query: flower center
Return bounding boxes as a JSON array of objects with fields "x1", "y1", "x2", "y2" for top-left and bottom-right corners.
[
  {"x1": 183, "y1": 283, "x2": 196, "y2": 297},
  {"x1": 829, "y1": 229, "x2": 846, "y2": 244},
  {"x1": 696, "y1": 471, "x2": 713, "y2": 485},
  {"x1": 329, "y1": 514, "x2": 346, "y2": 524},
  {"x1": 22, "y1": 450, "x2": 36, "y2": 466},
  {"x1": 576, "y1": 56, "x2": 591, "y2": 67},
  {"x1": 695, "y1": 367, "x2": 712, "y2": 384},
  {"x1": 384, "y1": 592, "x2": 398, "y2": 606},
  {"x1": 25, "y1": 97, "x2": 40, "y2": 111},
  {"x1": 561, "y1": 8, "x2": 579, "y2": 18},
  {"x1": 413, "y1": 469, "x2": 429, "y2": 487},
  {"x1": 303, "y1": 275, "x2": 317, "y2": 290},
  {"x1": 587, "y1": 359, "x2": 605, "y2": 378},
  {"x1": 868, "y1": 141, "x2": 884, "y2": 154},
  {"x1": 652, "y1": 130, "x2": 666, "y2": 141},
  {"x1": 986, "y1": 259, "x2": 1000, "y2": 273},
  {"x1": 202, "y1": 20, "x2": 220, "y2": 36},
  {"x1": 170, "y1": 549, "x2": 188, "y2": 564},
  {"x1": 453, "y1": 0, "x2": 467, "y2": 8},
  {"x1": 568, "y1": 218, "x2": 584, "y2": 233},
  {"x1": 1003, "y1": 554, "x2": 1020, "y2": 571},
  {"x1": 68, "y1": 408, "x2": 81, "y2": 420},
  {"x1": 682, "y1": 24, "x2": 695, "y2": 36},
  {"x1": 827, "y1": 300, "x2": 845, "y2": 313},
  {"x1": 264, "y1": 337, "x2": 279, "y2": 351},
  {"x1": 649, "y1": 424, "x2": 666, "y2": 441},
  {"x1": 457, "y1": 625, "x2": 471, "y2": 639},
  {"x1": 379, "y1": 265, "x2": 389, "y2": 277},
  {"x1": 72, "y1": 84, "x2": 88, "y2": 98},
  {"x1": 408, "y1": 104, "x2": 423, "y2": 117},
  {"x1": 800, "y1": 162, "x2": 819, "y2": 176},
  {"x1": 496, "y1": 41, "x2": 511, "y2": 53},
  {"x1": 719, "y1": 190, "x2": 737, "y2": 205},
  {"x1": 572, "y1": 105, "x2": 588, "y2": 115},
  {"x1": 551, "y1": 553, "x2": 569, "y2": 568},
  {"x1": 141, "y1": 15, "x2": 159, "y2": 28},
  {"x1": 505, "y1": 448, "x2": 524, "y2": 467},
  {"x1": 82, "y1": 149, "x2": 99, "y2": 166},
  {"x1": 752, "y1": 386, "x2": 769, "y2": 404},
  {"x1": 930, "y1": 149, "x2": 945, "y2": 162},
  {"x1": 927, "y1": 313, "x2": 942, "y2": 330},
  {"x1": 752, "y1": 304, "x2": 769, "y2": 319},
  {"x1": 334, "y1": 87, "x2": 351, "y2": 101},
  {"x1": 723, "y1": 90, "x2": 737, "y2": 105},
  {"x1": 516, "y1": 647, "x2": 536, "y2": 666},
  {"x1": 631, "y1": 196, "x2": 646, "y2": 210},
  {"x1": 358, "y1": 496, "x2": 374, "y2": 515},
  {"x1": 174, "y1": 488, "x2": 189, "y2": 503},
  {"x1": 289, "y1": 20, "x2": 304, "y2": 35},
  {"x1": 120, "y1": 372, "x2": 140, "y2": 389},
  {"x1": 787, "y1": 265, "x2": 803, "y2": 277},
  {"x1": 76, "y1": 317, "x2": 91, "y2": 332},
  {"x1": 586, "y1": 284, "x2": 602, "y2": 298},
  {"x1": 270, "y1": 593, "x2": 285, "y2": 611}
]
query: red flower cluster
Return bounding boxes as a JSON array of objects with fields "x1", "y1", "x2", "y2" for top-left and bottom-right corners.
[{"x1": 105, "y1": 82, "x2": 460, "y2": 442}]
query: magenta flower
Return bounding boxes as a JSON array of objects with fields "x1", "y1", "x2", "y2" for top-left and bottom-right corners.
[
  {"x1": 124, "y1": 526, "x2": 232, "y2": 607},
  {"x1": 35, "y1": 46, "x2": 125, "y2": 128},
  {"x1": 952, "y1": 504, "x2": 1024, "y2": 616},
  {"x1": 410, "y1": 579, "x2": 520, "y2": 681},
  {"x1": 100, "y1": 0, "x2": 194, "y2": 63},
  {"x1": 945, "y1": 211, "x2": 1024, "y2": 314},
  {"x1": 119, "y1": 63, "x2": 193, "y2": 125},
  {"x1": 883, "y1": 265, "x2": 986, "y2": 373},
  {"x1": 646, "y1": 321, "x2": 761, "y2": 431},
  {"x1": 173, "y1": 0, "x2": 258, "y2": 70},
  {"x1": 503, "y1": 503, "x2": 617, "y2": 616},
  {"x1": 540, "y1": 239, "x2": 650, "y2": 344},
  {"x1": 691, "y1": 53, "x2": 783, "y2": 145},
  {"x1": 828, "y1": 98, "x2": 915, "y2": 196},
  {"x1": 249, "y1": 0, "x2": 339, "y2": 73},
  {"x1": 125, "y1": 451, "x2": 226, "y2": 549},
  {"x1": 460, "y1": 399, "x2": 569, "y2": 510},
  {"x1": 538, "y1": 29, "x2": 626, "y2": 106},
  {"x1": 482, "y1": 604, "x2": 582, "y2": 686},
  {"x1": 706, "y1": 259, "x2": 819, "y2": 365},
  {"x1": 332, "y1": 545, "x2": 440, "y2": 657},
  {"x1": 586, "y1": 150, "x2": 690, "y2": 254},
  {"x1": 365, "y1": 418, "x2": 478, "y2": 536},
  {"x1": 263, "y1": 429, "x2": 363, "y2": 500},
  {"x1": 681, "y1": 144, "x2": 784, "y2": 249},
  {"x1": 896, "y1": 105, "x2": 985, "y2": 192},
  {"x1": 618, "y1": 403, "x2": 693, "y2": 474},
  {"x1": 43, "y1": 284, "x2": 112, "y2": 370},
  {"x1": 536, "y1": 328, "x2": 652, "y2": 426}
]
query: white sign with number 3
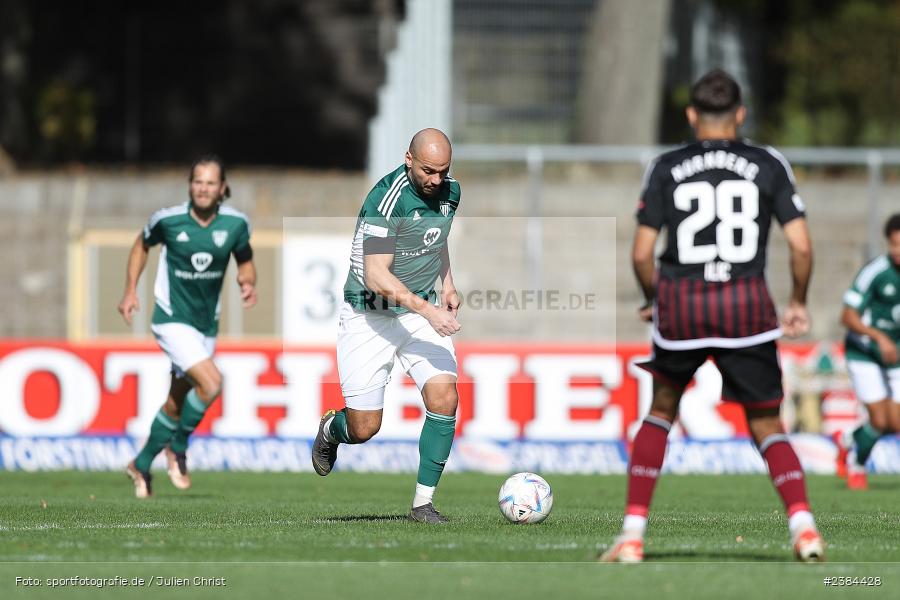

• Problem description: Take every line from the data above that holds "flower" and copy it out.

• Answer area:
query: flower center
query: red flower cluster
query: magenta flower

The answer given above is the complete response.